--- Start of STORED ROWS ---
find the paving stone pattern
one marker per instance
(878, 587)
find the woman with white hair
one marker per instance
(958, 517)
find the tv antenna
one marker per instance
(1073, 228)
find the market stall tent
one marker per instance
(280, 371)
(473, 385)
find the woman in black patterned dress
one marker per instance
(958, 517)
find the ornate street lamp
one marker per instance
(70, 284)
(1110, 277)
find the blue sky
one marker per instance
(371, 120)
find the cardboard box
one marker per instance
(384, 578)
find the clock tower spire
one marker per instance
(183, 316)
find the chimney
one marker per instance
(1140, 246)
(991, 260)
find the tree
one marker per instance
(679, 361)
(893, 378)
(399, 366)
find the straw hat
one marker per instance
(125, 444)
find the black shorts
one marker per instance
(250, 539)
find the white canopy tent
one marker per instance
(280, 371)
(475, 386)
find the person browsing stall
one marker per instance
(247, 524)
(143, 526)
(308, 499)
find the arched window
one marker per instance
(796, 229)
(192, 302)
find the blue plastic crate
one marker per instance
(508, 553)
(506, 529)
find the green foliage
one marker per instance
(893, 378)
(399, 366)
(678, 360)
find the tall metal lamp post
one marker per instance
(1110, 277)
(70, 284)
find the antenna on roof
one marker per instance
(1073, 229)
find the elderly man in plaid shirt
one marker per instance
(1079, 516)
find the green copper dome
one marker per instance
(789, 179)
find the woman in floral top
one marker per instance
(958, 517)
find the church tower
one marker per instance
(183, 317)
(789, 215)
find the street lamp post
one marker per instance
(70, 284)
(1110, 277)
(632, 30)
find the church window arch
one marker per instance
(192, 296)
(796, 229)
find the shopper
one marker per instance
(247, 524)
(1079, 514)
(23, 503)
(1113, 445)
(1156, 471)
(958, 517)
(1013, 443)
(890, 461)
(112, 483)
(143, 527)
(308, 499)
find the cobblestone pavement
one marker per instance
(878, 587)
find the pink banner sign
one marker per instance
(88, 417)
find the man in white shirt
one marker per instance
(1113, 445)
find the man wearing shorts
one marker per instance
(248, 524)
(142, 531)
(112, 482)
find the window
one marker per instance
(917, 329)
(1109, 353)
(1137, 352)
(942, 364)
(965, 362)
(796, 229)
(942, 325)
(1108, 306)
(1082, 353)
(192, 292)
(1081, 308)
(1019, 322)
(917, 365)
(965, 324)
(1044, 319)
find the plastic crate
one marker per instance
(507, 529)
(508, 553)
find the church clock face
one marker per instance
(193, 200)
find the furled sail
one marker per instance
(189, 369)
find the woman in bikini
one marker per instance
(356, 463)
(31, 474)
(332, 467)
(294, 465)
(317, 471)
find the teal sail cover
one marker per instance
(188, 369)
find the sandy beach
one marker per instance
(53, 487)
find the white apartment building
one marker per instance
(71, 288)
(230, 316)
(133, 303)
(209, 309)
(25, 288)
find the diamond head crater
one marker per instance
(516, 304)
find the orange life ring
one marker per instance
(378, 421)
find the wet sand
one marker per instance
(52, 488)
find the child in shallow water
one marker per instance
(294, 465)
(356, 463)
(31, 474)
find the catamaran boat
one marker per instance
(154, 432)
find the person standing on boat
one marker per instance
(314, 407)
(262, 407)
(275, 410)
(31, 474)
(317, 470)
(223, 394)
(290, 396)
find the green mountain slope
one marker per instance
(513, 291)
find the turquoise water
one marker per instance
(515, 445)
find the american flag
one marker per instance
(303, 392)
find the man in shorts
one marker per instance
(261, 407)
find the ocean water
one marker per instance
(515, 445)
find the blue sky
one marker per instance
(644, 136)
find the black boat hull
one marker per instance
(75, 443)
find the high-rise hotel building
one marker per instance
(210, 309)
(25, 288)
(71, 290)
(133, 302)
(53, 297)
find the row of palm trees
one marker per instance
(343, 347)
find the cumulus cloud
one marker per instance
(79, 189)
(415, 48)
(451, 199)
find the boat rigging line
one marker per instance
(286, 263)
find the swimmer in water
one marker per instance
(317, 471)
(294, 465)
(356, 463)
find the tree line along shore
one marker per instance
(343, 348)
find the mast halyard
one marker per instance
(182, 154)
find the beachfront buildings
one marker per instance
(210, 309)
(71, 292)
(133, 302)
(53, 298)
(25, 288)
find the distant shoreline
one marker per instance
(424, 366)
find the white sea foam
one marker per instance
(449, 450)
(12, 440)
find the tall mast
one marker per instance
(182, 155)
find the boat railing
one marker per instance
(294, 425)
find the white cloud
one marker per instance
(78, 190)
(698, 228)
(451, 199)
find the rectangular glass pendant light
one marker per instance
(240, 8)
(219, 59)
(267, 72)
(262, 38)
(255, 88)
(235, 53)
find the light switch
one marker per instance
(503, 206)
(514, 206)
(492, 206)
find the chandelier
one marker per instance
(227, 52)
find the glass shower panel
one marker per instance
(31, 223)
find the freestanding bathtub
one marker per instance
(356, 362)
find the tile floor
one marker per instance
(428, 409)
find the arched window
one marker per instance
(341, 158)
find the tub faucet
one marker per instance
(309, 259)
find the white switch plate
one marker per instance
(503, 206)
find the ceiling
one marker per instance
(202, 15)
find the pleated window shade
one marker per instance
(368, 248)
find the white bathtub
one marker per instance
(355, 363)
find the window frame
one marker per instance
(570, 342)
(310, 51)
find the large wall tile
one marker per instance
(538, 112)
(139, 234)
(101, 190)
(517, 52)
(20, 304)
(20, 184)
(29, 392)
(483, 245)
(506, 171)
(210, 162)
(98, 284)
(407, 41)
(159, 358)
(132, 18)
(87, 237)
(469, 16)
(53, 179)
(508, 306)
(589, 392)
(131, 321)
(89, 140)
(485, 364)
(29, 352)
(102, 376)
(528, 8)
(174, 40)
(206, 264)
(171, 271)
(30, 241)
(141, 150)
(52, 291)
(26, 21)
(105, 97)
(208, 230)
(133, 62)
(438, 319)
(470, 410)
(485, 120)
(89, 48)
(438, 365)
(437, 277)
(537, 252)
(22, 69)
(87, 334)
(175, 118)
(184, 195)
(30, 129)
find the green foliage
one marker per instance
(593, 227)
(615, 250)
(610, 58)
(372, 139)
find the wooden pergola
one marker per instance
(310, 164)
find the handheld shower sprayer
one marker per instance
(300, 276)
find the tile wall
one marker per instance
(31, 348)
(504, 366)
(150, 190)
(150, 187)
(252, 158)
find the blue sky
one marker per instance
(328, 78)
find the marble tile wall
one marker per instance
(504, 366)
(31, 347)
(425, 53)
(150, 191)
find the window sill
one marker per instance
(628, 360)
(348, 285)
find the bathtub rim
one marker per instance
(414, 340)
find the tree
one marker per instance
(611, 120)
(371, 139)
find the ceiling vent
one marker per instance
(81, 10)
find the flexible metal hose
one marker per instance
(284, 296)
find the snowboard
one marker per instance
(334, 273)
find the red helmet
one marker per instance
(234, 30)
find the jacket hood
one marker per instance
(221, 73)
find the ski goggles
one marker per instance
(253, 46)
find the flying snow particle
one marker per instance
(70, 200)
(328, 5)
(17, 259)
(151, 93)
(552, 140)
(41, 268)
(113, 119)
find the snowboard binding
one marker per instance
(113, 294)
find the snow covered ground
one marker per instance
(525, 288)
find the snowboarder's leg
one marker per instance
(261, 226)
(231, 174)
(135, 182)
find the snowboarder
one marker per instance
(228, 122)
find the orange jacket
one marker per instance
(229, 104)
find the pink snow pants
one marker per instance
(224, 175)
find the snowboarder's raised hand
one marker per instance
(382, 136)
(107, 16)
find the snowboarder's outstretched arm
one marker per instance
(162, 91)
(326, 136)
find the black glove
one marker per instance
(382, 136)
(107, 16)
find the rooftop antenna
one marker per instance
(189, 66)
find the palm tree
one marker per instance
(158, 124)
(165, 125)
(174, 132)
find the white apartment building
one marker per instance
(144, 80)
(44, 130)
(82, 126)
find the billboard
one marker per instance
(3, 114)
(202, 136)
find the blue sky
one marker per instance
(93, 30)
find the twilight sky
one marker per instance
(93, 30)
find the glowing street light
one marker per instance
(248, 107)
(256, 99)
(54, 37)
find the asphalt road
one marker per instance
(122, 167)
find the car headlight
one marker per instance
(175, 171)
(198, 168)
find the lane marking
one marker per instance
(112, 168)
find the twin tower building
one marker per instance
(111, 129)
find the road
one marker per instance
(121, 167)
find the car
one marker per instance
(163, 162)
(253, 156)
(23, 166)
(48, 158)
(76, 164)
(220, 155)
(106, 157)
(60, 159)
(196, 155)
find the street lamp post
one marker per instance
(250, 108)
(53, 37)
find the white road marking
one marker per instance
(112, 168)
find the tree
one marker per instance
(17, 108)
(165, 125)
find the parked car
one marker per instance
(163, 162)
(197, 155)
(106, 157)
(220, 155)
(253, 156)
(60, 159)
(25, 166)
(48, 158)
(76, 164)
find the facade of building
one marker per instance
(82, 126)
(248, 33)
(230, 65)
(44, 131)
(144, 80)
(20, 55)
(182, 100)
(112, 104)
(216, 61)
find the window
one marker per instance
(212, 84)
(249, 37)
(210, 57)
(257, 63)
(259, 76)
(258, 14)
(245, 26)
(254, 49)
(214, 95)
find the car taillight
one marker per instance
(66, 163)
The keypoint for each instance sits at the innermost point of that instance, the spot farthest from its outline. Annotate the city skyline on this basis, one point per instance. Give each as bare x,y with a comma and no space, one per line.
--- End of STORED ROWS ---
**THE PROBLEM**
Repeat only what runs from the line holding "find the road" to the end of the data, keeping every line exactly as written, first and last included.

**ANSWER FOR THE TASK**
find the road
one marker per instance
(121, 167)
find the car
one marker per instance
(163, 162)
(253, 156)
(23, 166)
(48, 158)
(76, 164)
(220, 155)
(106, 157)
(60, 159)
(196, 155)
find the street lamp post
one marker per instance
(250, 108)
(53, 37)
find the white road marking
one marker per instance
(112, 168)
find the tree
one marker per instance
(17, 108)
(165, 125)
find the parked car
one marker per instance
(163, 162)
(197, 155)
(106, 157)
(220, 155)
(253, 156)
(60, 159)
(25, 166)
(48, 158)
(76, 164)
find the facade of building
one marker per instance
(82, 126)
(248, 33)
(230, 65)
(44, 131)
(144, 80)
(20, 55)
(182, 100)
(112, 104)
(216, 61)
find the window
one marker per instance
(212, 84)
(249, 37)
(210, 57)
(257, 63)
(259, 76)
(258, 14)
(245, 26)
(254, 49)
(214, 95)
find the car taillight
one marker per instance
(66, 163)
The keypoint for each instance sits at the innermost point of that instance, the spot farthest from its outline. Annotate the city skyline on this basis, one point per instance. Give each as bare x,y with a comma and no space, one per line.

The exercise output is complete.